>> BEGIN Page text
Haspel is held in high regard at the CIA. An intelligence officer who worked with Haspel denied Rand's accusation that she was a "gleeful participant," saying: "That makes it sound like she was holding the bucket and laughing, when all she was was a bureaucrat following orders."
A CIA spokesman said the agency was aware of Paul's statement and had no immediate comment.
A White House spokesman said Haspel already had "pretty public bipartisan support," including from Leon Panetta, who led the CIA under former Democratic President Barack Obama. "We look forward to her confirmation," spokesman Raj Shah told reporters.
Republicans have a slim 51-49 Senate majority, so it would take little intraparty dissent to block a nomination - but only if all Democrats vote no.
Paul could make the process difficult, particularly for Pompeo. He is on the Senate Foreign Relations Committee, which will hold Pompeo's confirmation hearing and vote on whether to report his nomination favorably to the full Senate.
Paul's opposition could prevent that, if every Democrat opposed the nominee, although the Senate's Republican leaders could hold a vote anyway.
Committee Democrats said it was too early to say how they would vote.
Senate Republicans said they expected both confirmation hearings to be held soon. Pompeo's is expected in April.
Every Democrat on the Foreign Relations panel voted against Trump's first secretary of state, Rex Tillerson, in January 2017, but the panel advanced his nomination by an 11-10 vote because every Republican, including Paul, backed him.
Voices from outside the Senate have also protested Haskel's nomination to the helm of the CIA, with human rights advocates strongly opposing the move.
"No one who had a hand in torturing individuals deserves to ever hold public office again, let alone lead an agency," Human Rights First's Raha Wala said Tuesday. "To allow someone who had a direct hand in this illegal, immoral and counterproductive program is to willingly forget our nation's dark history with torture."
After Haspel was named deputy CIA director, the European Center for Constitutional and Human Rights asked German prosecutors to issue a warrant for her arrest over her role in the interrogations. Federal prosecutors never issued the warrant because the case lacked a connection to Germany. But the rights group's allegations against Haspel remain part of a preliminary investigation that German authorities could revive if they receive evidence that any of the parties have links to Germany.
>> END Page text
From the article on Haspel's CIA nomination, extract everything from "Voices from outside" down to "opposing the move.", word for word.
>> BEGIN Data segment
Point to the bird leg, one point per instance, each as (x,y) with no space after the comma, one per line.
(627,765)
>> END Data segment
Exercise output:
Voices from outside the Senate have also protested Haskel's nomination to the helm of the CIA, with human rights advocates strongly opposing the move.